Olympics Homeschool Unit Study – 9 Great Ideas Your Kids Will Love

olympics homeschool unit study

This Olympics unit study can be incorporated into any school year, but of course it’s best in an actual Olympic year! 

The Olympics is always an awesome event and one that’s hard to ignore due to the heavy media coverage. 

Whether it’s the summer or winter Olympics, there are tons of great ways to turn the Olympics into an educational experience and make it part of your homeschool!

Here are 9 great ideas for an Olympics homeschool unit study, as well as lists of recommended books, videos, and projects too.

Free Homeschool Unit Study Planner printable pack

If you haven’t already grabbed the Reluctant Homeschool Mama’s free Homeschool Unit Study Planner printable pack, you’ll definitely want to do that now!

You’ll get 8 different pages to help you plan your homeschool unit study so it’s well organized and perfect for your homeschool. 

free unit study planner

{{Some of the links below are affiliate links. This means that I may make a small commission if you click through or purchase at no cost to you. For more information, click here.}}

1. Study the ancient Olympics

A great way to kick off an Olympics homeschool unit study is by spending a few days covering the ancient Greek Olympics. 

The original Olympic Games began in Greece in 776 BC and took place every four years until about 393 AD, over nearly 12 decades! 

There are several great websites that detail the ancient Greek Olympics. Here are some of our favorites: 

The International Olympic Committee has a wealth of information about the ancient Olympics, from the history, information about spectators and athletes, and details about all of the events as well. 

5 Myths About the Ancient Olympics from the History Channel. There’s a wealth of intriguing articles about the modern Olympics here too!

Ancient Greek Olympics for Kids. While this isn’t the prettiest site around, there are lots of great, kid-friendly links about everything from the Greek gods, mythology, and life in Ancient Greece. 

ancient greek olympics

2. Study the location where the Olympics are held

Another fun aspect of your Olympic homeschool unit study would be to study the locations where all of the modern Olympics have been held. 

For a great geography study, your kids could mark each Olympic location on a world map. 

Additionally, your kids could look for historical information about why each Olympic Games were held in a specific area.

Finally, you could find out the announced locations for the upcoming Olympic Games and put them on your map as well.

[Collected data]
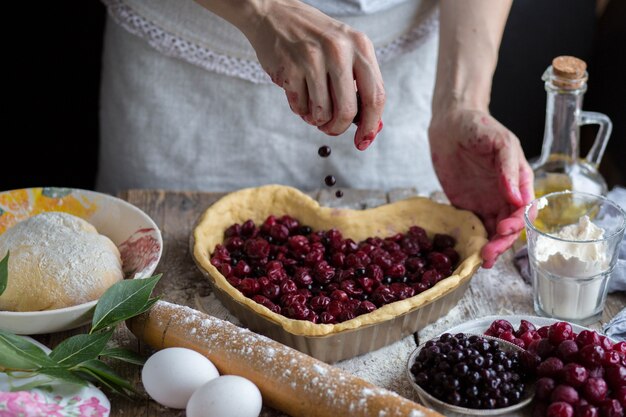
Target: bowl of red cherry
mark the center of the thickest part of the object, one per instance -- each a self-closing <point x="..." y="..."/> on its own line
<point x="577" y="372"/>
<point x="469" y="374"/>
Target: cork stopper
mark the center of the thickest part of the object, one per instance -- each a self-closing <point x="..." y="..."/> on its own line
<point x="569" y="71"/>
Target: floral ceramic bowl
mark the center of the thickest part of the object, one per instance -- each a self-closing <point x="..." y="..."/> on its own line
<point x="61" y="399"/>
<point x="135" y="234"/>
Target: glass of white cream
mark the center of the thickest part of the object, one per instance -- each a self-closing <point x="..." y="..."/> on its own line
<point x="573" y="245"/>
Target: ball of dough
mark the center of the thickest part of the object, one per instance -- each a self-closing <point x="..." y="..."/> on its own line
<point x="57" y="260"/>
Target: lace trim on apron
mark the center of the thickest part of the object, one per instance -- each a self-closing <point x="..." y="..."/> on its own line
<point x="249" y="70"/>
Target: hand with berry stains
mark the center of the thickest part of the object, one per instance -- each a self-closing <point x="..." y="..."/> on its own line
<point x="481" y="167"/>
<point x="479" y="162"/>
<point x="320" y="62"/>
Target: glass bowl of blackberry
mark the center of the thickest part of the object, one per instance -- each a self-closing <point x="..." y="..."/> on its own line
<point x="468" y="374"/>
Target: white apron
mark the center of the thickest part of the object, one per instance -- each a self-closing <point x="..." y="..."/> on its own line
<point x="185" y="105"/>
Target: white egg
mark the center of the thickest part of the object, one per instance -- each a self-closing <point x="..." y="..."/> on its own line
<point x="171" y="375"/>
<point x="226" y="396"/>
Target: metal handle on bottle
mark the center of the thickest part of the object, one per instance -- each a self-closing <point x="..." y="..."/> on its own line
<point x="604" y="132"/>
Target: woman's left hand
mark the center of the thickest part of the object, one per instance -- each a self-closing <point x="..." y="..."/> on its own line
<point x="482" y="168"/>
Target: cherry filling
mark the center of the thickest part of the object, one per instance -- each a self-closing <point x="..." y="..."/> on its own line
<point x="322" y="277"/>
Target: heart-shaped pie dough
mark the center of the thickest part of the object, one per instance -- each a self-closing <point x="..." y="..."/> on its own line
<point x="258" y="203"/>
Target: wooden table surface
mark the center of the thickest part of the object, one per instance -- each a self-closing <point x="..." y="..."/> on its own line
<point x="176" y="212"/>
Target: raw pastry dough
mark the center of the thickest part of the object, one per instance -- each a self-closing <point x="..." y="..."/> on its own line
<point x="386" y="220"/>
<point x="57" y="260"/>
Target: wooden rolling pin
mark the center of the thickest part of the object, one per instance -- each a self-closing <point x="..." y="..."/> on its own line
<point x="290" y="381"/>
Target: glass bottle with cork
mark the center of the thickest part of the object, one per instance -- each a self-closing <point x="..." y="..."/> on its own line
<point x="560" y="166"/>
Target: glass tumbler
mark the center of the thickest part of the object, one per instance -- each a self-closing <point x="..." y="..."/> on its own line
<point x="573" y="245"/>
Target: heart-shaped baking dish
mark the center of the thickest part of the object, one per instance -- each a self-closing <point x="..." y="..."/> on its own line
<point x="364" y="333"/>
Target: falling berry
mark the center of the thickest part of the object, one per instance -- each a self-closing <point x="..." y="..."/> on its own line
<point x="324" y="151"/>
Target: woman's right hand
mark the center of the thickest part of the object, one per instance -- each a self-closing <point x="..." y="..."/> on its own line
<point x="318" y="60"/>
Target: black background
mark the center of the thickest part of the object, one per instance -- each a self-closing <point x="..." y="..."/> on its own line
<point x="51" y="92"/>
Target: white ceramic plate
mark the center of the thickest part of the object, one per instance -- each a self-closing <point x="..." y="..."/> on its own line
<point x="57" y="399"/>
<point x="133" y="231"/>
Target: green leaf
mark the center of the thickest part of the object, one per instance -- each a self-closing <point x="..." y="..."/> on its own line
<point x="122" y="301"/>
<point x="80" y="348"/>
<point x="104" y="374"/>
<point x="40" y="382"/>
<point x="19" y="353"/>
<point x="125" y="355"/>
<point x="4" y="273"/>
<point x="62" y="374"/>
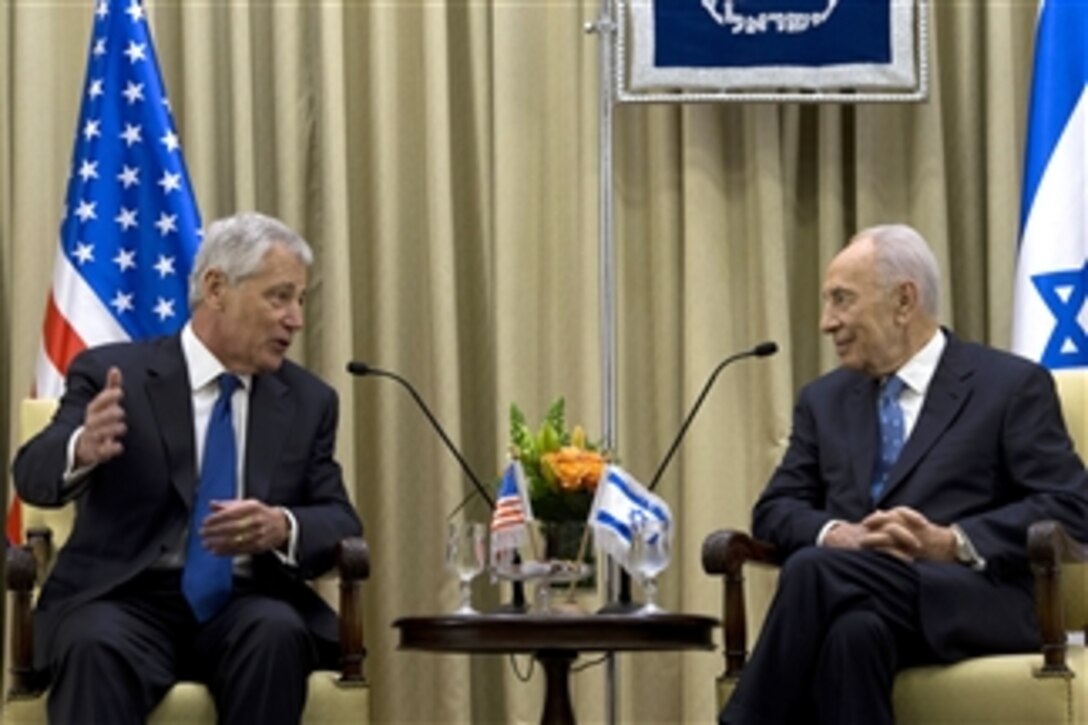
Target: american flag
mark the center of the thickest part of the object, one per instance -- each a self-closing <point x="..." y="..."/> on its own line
<point x="131" y="225"/>
<point x="512" y="512"/>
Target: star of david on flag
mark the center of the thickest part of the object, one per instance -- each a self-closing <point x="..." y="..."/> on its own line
<point x="1049" y="316"/>
<point x="131" y="226"/>
<point x="620" y="500"/>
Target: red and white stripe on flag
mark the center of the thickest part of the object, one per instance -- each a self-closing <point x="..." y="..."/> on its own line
<point x="131" y="225"/>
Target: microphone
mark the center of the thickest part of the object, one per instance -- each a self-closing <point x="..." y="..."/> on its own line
<point x="763" y="349"/>
<point x="362" y="369"/>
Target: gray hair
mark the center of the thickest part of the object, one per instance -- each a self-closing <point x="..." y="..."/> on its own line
<point x="236" y="246"/>
<point x="902" y="255"/>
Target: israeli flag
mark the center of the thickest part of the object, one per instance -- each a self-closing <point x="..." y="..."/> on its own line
<point x="1049" y="315"/>
<point x="620" y="502"/>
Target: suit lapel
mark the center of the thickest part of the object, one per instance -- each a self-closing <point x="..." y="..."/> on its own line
<point x="863" y="426"/>
<point x="271" y="409"/>
<point x="171" y="402"/>
<point x="949" y="391"/>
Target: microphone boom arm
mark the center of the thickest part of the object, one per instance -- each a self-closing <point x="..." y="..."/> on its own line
<point x="762" y="349"/>
<point x="363" y="369"/>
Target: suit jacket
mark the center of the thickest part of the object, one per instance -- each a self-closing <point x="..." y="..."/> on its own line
<point x="136" y="506"/>
<point x="989" y="452"/>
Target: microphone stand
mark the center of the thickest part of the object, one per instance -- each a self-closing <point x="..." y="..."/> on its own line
<point x="517" y="604"/>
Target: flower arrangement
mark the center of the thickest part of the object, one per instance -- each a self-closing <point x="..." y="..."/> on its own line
<point x="561" y="467"/>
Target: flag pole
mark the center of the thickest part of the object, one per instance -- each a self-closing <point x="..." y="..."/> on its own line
<point x="604" y="27"/>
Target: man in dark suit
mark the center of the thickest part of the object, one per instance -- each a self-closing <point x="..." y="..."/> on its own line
<point x="903" y="500"/>
<point x="115" y="626"/>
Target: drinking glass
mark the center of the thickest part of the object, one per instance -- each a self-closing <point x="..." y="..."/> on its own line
<point x="466" y="557"/>
<point x="650" y="554"/>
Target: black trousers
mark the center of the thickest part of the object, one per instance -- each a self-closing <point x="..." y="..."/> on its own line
<point x="114" y="659"/>
<point x="840" y="626"/>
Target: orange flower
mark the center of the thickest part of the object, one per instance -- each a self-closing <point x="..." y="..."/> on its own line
<point x="575" y="468"/>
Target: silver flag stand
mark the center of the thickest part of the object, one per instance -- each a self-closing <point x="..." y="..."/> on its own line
<point x="605" y="28"/>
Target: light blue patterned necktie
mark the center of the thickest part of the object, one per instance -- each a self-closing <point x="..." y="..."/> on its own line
<point x="207" y="579"/>
<point x="891" y="433"/>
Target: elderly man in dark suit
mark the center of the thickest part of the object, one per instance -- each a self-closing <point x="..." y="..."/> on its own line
<point x="903" y="500"/>
<point x="207" y="491"/>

_List of tasks_.
- a) In the rows above, take the part that opens with the line containing "Target: elderly man in dark suit" and runs to the end of the rows. Write those lines out again, requests included, with 37 added to every x and y coordinate in the answers.
- b) Continue the Olympics homeschool unit study article from where it stops.

_Final answers_.
- a)
Target: elderly man in dark suit
mark the center of the thickest part of the object, one per instance -- each a self-closing <point x="..." y="..."/> on its own line
<point x="940" y="537"/>
<point x="244" y="528"/>

- b)
3. Learn about the Olympic torch 

The story of the Olympic torch is inspiring and well-worth learning about! 

You could dedicate some time during your unit study to finding and mapping the most recent route of the Olympic torch. 

Or you could learn about those people who have had the honor of carrying the torch or lighting the Olympic cauldron at each of the modern Olympics. 

Pin the image below to come back to these ideas in the future!

olympics homeschool unit study ideas

4. Learn about the Olympic rings, colors and craft

While you’re learning about the Olympic torch, it’s also a great idea to teach your kids about the symbolism of the Olympic rings.

There are also many simple crafts you could make centered on the Olympic ring motif. 

olympic flag with rings

5. Study the different sports in the Summer Olympics

If your kids are interested in learning more about various sports or Olympic events, here is a list of all the of the events in the most recent Summer Olympics held in Tokyo in 2021:

  • Aquatics
  • Artistic swimming 
  • Diving 
  • Marathon swimming 
  • Swimming 
  • Water polo 
  • Archery 
  • Athletics 
  • Badminton
  • Baseball
  • Softball 
  • Basketball
  • 3×3 basketball
  • Boxing
  • Canoeing – Slalom 
  • Canoeing – Sprint 
  • BMX freestyle 
  • BMX racing
  • Mountain biking
  • Road cycling
  • Track cycling 
  • Equestrian – Dressage
  • Equestrian – Eventing
  • Equestrian – Jumping
  • Fencing 
  • Field hockey 
  • Football
  • Golf
  • Gymnastics – Artistic
  • Gymnastics – Rhythmic
  • Trampoline
  • Handball 
  • Judo 
  • Karate – Kata
  • Karate – Kumite
  • Modern pentathlon 
  • Rowing
  • Rugby sevens 
  • Sailing 
  • Shooting
  • Skateboarding 
  • Sport climbing 
  • Surfing 
  • Table tennis
  • Taekwondo 
  • Tennis 
  • Triathlon 
  • Volleyball
  • Beach volleyball
  • Weightlifting 
  • Wrestling – Freestyle
  • Wresting – Greco-Roman

6. Study the different sports in the Winter Olympics

Or if your kids are interested in learning more about various sports or Olympic events, here is a list of all the of the events to be held in the Winter Olympics in Beijing 2022:

  • Biathlon
  • Bobsledding – Bobsleigh 
  • Bobsledding – Skeleton 
  • Curling
  • Ice hockey
  • Luge
  • Figure skating 
  • Short track speed skating
  • Speed skating
  • Alpine skiing
  • Cross-country skiing
  • Freestyle skiing 
  • Nordic combined 
  • Ski jumping
  • Snowboarding 

7. Hold your own at-home Olympics

To culminate your Olympic unit study, you could stage your own at-home Olympics!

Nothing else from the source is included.